* Exercise requirements *
1. According to the Q+A with Susan Hendee, what was her first language?
2. List the qualities that the introduction to the Susan Hendee Q+A says make her magnetic.
3. Pick up the Susan Hendee Q+A after its final sentence and continue it.

* Supplied text *
Content starts

Do you ever meet someone who, after just seconds of conversation, you realize you could talk to for hours and hours? That is what it's like meeting Susan Hendee. Her powerful stories, openness, energy and light make her magnetic, and her words will have a lasting impression on you. We got to delve deep with Susan in this Q+A to learn a bit more about her life and philosophy. You also won't want to miss her feature in our December issue of En Root, Moving Beyond Borders. Happy reading!

This month's theme is all about Crossing Borders. Tell us about how that concept has played a role in your life.

This is the thread of my existence- a path to glory through defeat. Most importantly, the two words,"Crossing Boundaries," have allowed this ESL person (Spanish was my first language) to reflect with healing boundaries. I love researching, but hate writing, still, even after taking a refresher Spanish course in 2013 at a local community college. My teacher said, "You write beautifully in Spanish. The reason you are having a problem with writing in English is that you are forming your sentences in Spanish." All those years of naysayers as to my writing style thought I was lacking, but alas a pearl was thrown on my path. To quote Forrest Gump- "Stupid is as stupid does."

At OutGrowth, we are committed to growth. What do you think we as individuals and communities can do to begin to grow beyond our own boundaries and limits?

Simply said, we can all be passionate about a subject matter, understand the impact it has made on our lives, and discover how this may influence others. I believe and know, as many others do, that the direct correlation of food and culture is universal.

Tell us about a pinnacle point or moment where you encountered a major life shift. How did you handle it?

The death of my husband in 1995 allowed me the energy not to hide both of our addictions. For the last 10 years of our 20 years together, much was kept in secret- his weekend rehabs and lost days, not sharing this with anyone. It was painful and debilitating. I kept moving on, but not forward.

Content ends

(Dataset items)

Content starts

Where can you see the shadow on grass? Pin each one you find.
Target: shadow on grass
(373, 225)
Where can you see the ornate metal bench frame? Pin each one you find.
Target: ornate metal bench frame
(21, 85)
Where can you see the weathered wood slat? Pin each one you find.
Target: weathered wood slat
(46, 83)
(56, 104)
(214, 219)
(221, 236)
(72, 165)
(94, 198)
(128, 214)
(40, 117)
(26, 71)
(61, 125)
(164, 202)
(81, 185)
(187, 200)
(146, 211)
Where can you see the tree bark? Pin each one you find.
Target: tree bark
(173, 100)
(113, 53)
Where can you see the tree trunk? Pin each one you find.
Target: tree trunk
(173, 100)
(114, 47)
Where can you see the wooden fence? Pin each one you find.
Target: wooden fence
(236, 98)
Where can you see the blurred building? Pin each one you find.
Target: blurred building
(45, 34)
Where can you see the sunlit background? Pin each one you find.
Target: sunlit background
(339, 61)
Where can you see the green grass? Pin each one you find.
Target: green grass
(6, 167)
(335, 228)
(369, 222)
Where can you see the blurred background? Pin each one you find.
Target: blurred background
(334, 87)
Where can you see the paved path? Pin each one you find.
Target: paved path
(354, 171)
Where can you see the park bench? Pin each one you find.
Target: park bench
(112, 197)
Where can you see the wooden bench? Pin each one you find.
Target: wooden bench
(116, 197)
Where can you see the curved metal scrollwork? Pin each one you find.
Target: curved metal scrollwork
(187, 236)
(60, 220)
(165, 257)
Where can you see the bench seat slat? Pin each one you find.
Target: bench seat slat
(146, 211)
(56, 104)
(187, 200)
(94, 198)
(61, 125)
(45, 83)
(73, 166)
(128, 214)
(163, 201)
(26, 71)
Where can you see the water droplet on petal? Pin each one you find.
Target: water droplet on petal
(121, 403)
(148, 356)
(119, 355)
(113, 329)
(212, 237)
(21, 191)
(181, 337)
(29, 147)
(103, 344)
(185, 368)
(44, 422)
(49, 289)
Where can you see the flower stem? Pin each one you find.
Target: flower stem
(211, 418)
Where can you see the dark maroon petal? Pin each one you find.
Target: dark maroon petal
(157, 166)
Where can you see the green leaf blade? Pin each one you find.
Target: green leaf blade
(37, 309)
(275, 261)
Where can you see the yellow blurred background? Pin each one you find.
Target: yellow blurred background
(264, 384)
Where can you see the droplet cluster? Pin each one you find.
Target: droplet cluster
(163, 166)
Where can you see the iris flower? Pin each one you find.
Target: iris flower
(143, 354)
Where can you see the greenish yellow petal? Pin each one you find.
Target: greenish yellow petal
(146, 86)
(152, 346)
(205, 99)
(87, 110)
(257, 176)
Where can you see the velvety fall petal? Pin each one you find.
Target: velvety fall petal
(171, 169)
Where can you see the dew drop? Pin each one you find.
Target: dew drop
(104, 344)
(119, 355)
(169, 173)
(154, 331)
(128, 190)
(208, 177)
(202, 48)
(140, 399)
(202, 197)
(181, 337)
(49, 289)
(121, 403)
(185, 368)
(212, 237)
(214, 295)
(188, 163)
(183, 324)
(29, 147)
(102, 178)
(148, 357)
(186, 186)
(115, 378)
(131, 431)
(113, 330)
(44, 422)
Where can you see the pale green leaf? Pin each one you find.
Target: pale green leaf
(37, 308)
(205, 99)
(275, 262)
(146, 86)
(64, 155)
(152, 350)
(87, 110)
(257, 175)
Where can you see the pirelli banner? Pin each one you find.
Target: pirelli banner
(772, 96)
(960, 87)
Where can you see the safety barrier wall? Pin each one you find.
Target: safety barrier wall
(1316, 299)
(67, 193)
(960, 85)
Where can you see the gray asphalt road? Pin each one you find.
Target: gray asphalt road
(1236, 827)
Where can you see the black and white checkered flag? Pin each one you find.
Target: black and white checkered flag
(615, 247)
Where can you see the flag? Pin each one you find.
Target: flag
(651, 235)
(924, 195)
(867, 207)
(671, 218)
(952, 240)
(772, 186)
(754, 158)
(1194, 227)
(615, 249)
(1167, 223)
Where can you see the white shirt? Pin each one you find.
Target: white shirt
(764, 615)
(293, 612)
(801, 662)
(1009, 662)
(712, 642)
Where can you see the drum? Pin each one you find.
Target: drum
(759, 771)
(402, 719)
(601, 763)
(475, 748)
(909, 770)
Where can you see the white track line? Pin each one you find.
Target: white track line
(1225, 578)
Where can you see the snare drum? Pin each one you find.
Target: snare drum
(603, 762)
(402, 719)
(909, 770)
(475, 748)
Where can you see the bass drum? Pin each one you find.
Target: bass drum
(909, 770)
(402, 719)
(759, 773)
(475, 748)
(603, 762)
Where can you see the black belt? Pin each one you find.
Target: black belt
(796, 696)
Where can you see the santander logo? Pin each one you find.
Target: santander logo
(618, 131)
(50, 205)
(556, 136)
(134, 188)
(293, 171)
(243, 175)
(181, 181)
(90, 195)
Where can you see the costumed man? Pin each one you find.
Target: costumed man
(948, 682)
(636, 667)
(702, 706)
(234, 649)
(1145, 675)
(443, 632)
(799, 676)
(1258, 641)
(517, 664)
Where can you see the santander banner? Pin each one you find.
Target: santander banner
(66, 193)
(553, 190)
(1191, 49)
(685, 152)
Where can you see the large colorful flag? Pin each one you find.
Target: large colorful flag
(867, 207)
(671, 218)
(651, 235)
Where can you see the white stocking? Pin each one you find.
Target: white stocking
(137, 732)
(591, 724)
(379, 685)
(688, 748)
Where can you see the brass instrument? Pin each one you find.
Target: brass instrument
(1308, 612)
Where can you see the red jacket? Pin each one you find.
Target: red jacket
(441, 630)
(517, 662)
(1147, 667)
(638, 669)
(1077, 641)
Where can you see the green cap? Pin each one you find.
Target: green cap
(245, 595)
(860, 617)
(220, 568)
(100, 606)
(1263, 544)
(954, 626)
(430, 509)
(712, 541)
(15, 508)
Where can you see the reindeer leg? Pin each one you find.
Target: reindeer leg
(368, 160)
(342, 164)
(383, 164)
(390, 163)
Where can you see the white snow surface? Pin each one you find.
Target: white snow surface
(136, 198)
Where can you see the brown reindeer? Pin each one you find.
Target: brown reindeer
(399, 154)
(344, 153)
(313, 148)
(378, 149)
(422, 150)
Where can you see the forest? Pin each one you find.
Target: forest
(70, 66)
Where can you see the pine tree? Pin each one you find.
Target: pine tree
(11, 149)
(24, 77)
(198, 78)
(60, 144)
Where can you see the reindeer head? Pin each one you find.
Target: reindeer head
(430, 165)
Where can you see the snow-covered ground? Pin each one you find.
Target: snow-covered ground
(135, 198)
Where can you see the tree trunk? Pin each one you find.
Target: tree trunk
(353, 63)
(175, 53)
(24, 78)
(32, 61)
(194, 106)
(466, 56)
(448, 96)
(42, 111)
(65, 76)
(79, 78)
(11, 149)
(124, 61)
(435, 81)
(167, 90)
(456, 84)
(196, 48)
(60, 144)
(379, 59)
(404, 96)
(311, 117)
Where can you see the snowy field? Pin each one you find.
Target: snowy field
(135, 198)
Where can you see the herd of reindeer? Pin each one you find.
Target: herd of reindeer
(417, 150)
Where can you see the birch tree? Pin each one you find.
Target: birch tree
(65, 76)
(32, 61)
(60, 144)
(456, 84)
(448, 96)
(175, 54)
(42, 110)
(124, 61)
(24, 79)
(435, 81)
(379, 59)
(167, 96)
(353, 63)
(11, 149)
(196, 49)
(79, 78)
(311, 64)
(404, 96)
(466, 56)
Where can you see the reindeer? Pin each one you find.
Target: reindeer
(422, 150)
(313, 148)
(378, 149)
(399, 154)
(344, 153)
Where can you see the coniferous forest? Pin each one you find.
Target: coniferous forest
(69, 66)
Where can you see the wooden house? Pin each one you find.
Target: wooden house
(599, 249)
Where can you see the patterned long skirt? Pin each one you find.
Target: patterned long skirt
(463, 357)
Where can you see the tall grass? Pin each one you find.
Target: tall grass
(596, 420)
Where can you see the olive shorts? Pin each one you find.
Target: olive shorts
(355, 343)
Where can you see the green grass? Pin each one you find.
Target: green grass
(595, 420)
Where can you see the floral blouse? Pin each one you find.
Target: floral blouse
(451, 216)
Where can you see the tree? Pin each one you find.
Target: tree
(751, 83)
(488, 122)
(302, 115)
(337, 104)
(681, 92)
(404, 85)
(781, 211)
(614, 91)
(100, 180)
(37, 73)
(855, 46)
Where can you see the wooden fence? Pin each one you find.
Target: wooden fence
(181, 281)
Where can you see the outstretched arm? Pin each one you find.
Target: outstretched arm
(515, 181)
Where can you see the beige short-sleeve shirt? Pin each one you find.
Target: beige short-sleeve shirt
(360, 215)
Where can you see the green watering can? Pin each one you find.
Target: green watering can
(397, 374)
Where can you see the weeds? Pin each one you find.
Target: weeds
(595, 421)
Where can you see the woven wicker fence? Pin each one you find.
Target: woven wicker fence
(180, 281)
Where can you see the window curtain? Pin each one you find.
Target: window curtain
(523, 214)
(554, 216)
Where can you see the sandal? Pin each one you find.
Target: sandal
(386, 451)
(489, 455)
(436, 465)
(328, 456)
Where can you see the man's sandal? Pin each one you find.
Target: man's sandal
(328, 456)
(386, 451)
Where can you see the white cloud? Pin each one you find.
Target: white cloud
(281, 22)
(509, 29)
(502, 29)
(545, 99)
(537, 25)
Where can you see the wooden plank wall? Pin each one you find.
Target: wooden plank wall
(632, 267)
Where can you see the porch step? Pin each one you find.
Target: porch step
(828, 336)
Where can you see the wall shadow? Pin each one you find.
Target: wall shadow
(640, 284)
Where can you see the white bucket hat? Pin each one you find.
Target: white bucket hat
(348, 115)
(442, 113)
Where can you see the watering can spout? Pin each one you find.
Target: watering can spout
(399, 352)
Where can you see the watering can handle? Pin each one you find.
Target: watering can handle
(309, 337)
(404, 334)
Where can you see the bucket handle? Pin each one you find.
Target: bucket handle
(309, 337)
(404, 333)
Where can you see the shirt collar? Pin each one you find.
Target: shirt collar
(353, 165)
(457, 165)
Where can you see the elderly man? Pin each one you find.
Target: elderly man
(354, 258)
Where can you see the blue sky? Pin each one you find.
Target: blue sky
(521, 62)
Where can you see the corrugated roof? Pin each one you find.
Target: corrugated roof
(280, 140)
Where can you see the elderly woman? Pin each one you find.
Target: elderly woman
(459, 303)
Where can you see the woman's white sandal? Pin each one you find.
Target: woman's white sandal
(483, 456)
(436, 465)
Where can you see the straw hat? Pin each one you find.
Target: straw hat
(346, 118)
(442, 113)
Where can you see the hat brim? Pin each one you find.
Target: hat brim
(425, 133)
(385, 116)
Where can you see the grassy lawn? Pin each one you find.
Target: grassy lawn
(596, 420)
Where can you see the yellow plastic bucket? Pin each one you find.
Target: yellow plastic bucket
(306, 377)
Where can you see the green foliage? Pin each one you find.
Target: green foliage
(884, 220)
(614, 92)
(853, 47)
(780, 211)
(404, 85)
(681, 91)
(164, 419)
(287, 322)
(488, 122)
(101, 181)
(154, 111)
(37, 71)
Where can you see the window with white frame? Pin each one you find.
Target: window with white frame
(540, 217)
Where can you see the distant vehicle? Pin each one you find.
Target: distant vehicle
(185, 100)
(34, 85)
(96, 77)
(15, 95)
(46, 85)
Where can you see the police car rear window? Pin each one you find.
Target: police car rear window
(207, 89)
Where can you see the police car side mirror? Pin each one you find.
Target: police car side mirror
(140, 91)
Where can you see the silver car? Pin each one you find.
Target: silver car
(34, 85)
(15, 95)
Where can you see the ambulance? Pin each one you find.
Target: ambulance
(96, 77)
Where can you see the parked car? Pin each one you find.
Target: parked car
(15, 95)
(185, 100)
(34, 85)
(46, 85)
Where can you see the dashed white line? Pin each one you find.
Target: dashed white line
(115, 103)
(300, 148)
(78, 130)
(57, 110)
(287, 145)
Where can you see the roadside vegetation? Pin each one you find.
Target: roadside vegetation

Content ends

* Answer section *
1. Spanish

2. Her powerful stories, openness, energy, and light.

3.
How did this experience change the course of your life, your career or your outlook?

I sobered up eventually, but not until 2005, 10 years later. Remember I had many many successes, but little joy, trying to recover my idea that I was not dumb. But boy, was I stupid.

What are your top three pieces of advice for students and professionals for navigating the (very) uncharted and uncertain road ahead?

The power of yet, growth mindset, no one knows everything at once, at the start or at 100%. And it's okay to stumble but keep growing.

Be authentic and transparent to all- students, friends, and mostly self.

Find something you love that is joyful to you, that you can immerse yourself in. Mine is walking Rosey, popcorn with Loring and watching a foreign detective series on TV. I used to love going to the movies, where I would forget everything, and oh, the buttered popcorn and sweet lemonade.

If you could go back in time and give one piece of advice to your younger self, what would it be?

Don't believe you are the stupid one in the family.

What is your favorite quote?

I have three -

"I've been lost here once before" - Me

"I had a lover's quarrel with the world." - Frost

"Rather than love, than money, than fame, give me truth. I sat at a table where were rich food and wine in abundance, and obsequious attendance, but sincerity and truth were not; and I went away hungry from the inhospitable board. The hospitality was as cold as the ices." - Thoreau

Based on your professional experience, what are the top three career competencies that you believe can be gained/developed as a result of pushing past limits?




Susan Hendee is a professor at Morgan State University. She teaches her secondary discipline- Computer Hardware and Software Applications. In her words, "I came, I saw, I conquered. I went, I saw, I failed. I won, I felt, I prospered."